Exact reproduction of the listing is required. Pictures are not reproduced.
/---
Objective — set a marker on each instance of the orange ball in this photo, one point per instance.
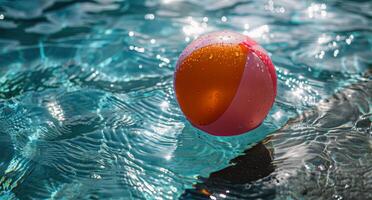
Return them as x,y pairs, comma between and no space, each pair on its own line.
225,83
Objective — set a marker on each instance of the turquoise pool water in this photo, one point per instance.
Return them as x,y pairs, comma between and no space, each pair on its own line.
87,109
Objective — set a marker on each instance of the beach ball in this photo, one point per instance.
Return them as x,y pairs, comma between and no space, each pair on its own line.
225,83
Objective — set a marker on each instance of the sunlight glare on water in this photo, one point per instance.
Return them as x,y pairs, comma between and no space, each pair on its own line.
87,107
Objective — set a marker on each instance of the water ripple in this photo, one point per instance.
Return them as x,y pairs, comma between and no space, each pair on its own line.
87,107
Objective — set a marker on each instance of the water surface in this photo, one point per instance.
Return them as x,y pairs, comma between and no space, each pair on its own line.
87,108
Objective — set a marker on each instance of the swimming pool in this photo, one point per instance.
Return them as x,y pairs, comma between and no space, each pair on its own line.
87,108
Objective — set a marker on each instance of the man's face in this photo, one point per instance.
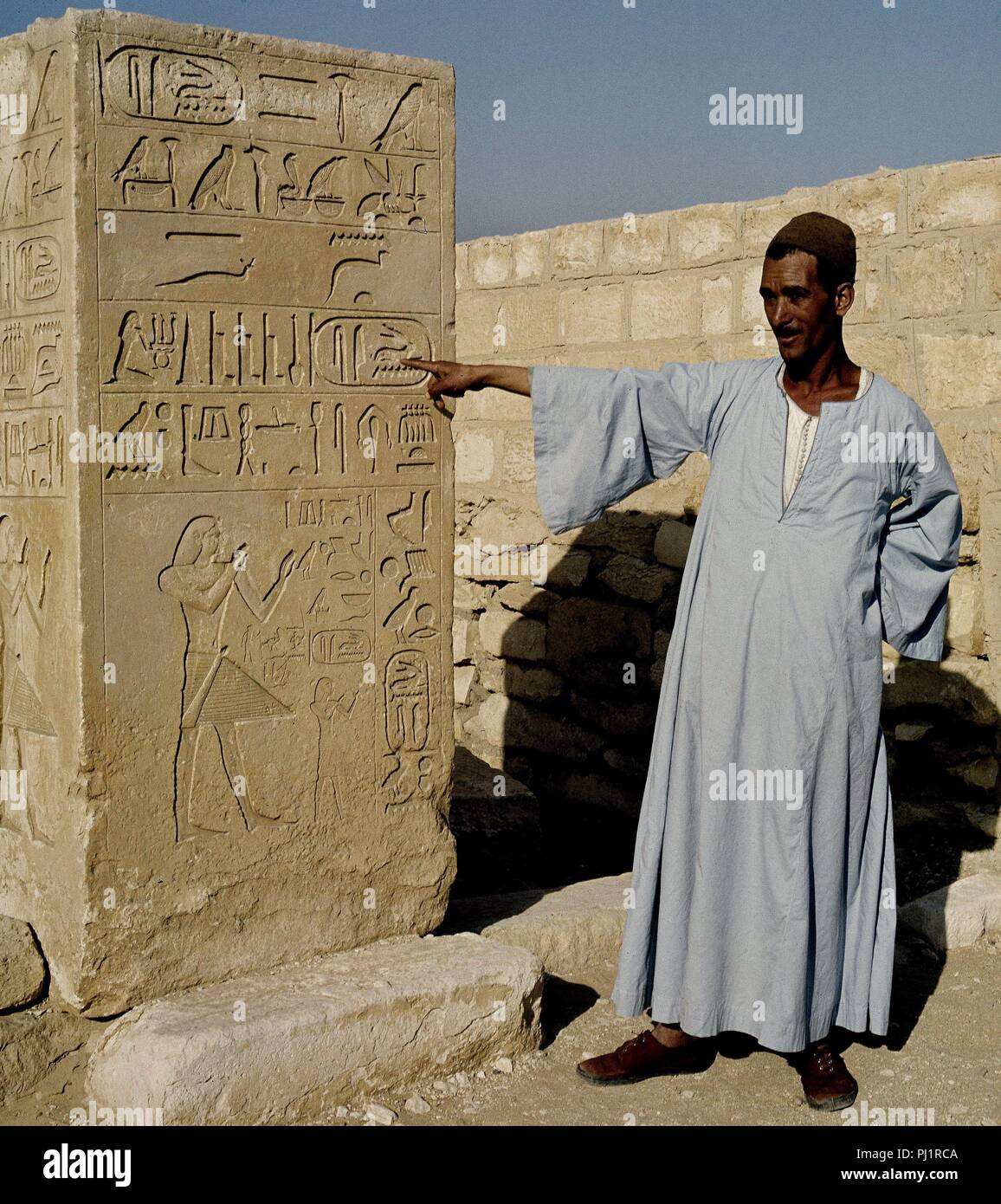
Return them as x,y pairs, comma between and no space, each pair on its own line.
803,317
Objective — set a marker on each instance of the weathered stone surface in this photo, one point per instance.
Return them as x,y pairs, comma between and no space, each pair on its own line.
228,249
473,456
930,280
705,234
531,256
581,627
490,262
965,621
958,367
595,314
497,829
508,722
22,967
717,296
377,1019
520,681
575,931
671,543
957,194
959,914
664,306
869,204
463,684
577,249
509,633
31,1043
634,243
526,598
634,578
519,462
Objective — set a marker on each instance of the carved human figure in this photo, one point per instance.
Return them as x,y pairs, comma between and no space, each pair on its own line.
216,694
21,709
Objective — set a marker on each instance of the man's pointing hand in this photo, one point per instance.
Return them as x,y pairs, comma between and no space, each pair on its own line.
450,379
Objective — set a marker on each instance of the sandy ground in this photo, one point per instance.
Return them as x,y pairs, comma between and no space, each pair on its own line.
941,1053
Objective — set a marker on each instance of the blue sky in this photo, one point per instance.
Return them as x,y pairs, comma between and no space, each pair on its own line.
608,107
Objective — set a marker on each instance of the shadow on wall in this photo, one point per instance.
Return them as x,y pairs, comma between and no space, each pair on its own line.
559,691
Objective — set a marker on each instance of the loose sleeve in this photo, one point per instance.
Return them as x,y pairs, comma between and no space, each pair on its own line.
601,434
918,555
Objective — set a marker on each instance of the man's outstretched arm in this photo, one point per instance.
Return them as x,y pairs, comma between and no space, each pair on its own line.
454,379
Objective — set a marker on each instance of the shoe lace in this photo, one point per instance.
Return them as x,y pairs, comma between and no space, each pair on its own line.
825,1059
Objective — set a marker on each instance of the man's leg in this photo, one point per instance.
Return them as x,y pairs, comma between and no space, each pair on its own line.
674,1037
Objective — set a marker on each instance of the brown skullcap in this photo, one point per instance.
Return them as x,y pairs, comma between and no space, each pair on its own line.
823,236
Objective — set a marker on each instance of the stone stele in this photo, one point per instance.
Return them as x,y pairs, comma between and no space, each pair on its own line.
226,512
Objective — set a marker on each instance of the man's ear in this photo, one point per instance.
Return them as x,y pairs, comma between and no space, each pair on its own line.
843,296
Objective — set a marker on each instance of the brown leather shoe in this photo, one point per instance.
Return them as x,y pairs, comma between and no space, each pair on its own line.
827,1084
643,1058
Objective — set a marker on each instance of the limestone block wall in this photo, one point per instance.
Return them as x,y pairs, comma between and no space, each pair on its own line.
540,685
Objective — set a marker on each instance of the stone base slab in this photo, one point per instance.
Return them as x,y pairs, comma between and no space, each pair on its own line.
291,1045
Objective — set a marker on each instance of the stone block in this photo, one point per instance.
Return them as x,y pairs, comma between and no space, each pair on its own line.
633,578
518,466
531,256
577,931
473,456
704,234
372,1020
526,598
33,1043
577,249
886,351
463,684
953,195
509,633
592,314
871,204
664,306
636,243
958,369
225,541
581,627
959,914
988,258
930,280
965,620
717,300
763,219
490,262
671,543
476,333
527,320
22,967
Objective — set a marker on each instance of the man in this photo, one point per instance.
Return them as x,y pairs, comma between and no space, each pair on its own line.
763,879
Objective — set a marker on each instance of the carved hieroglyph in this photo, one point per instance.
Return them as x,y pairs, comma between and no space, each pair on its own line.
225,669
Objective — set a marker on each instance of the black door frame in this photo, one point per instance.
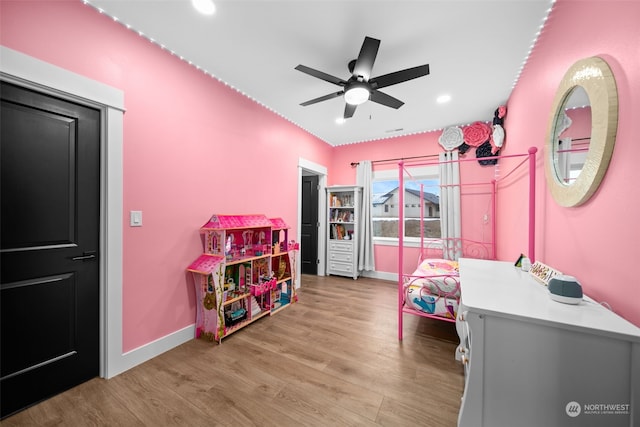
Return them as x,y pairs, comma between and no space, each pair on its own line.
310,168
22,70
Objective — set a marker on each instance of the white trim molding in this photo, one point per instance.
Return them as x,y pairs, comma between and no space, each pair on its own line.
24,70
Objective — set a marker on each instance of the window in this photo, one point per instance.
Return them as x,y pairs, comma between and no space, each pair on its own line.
\---
● Expected answer
Objective — set a marker on each instance of the orange ball in this photo, one point per instance.
Return them as x,y pairs, comma between and no space, each pair on its own line.
225,83
Objective — set a marker on each instance of the turquoise pool water in this photo, one point per instance.
Return them as x,y pairs, comma between and no space, each pair on its own line.
87,109
Objective — set a marker on each instance of the beach ball in this photo, one point per instance.
Return them as x,y pairs, comma between and no space, each pair on its own line.
225,83
Objective — set a marker on each instance of the sunlight glare on water in this photo, one point per instance.
Return them as x,y pairs, comma between and no space, each pair on its own line.
87,107
Objective — set a marker on each instance of the water ripple in this photo, one point per instance.
Return them as x,y pairs, comma between and no space, each pair on its own line.
87,107
Objective — set a marker on each instance of the water surface in this photo, one point per instance.
Return them as x,y pairs, comma between and no space, each pair on its own line.
87,108
Objective — set a marker on each instance of the swimming pool in this photo, one point per instance.
Return them as x,y pairs, comma between and no space, each pair on its own line.
87,108
Objective — set a marker on each instance of the man's face in this photo, one point per instance.
Return them as x,y pairs, comma between and no space, each pair on its own line.
803,317
Objective — set a marker on each instance of the weathered stone surface in this photo, one point per instance.
Return them as x,y pairs, comma between and no space, each pair on its own line.
228,249
473,456
930,280
705,234
531,256
581,627
490,262
965,621
958,367
595,314
497,829
508,722
22,967
717,296
377,1019
520,681
575,931
671,543
957,194
959,914
664,306
869,204
463,684
577,249
509,633
31,1043
634,243
526,598
634,578
519,462
Objective — set a marker on each instance of the carved human figure in this photo, one point per instance.
Return them as x,y pairs, comma between and no space, each pair on its own line.
216,694
21,709
Objective — set a marker on each instance of the man's pointing hand in this photo, one point per instance.
Return them as x,y pairs, comma between and no space, each pair on its own line.
450,379
Objective — set a marker on each instance of the sandy ground in this photo, one point per instance.
Return them as x,y pairs, comma between and no space, each pair on its own line.
941,1053
Objective — set a marker on each instance of the blue sky in this photo, one point per instance.
Return them as x,y pairs, comma between and no space, each pair on its own line.
608,107
Objective — set a marker on each instance of the shadow on wall in this photo, one point per instance.
Return them as x,y pairs, comma between and no space, each pair on its own line.
559,691
Objective — set a marker on each instance of the loose sleeve in this photo, one point per instance.
Return them as x,y pairs, comma between and no space, each pair on its own line.
601,434
918,555
Objective — set a marker on each instance of the man's outstretched arm in this photo, one point per instance.
Return them as x,y pairs, comma between and no space, each pair on its own line.
454,379
Objective — set a marker on each instance of the shoe lace in this photo, one point per instance.
Return them as x,y pairs, comma between and no space, each pair on its own line.
825,1059
Objective — set a marker on each instance of the man's leg in this photo, one point per instance.
Return them as x,y pairs, comma between and no space, each pair on its own line.
674,1037
Objective — set a marker on each instance of the brown skullcap in this photo, one point per instance.
Return them as x,y pairs, comma between and no space, each pair on its own line.
823,236
Objective — set a marker on each instance of the stone stele in this photo, one point per instance.
Return them as x,y pairs, comma between and no space, each pair on its own line.
226,512
Objective — set a marker on each instance of the man's ear in this photo, one point per instance.
Return them as x,y pairs, comma between and no space, each pair on its own line.
843,296
Objective — set a marker on each instance of the brown leather shoe in this photo, one point per instance.
Return them as x,y pairs, comma between and no space, each pair on its own line.
827,1084
643,1058
Objective — set a marker on each instance of the limestone block wall in this photo, one point per instance.
Return them as x,y pairs, comma between and no space, each pair on its own line.
540,685
Objective — set a marker on each instance of the stone base slab in this photo, one point per instance.
Return them as x,y pairs, comma between and no space, each pair on its own line.
291,1045
Objective — set a marker on each instance of the stone block in this photo, one point per instance.
Return them as x,y pairs, comma between and no space, each pair on its own line.
633,578
518,466
531,256
577,931
473,456
704,234
372,1020
526,598
33,1043
577,249
886,351
463,684
953,195
509,633
592,314
871,204
664,306
636,243
958,369
225,541
581,627
959,914
988,258
930,280
965,620
717,300
763,219
490,262
671,543
476,333
527,320
22,967
Objective — set a marker on each instance of the man in this photo, one point per instance.
Return them as x,y pairs, comma between and no space, each pair on its own line.
763,879
Objective — set a marker on each instance of the carved hieroglyph in this photo, one point per instance.
Return them as x,y pairs, comma between and no space, each pair on its own line.
225,669
Objective — set a marker on each instance of the black door frame in this photo, one point per instance.
Return them as x,y pairs, comma between and no space, each pair on its own line.
310,168
22,70
Objective — set a marker on each instance of the white trim molding in this photo, one point per instance.
Return them as x,y pairs, comma between and no space, each pair on its own line.
24,70
Objective — set a marker on each instance of the window in this photo, one point per instance.
Return them as x,y pairs, comma between and no space, each pair on its own line.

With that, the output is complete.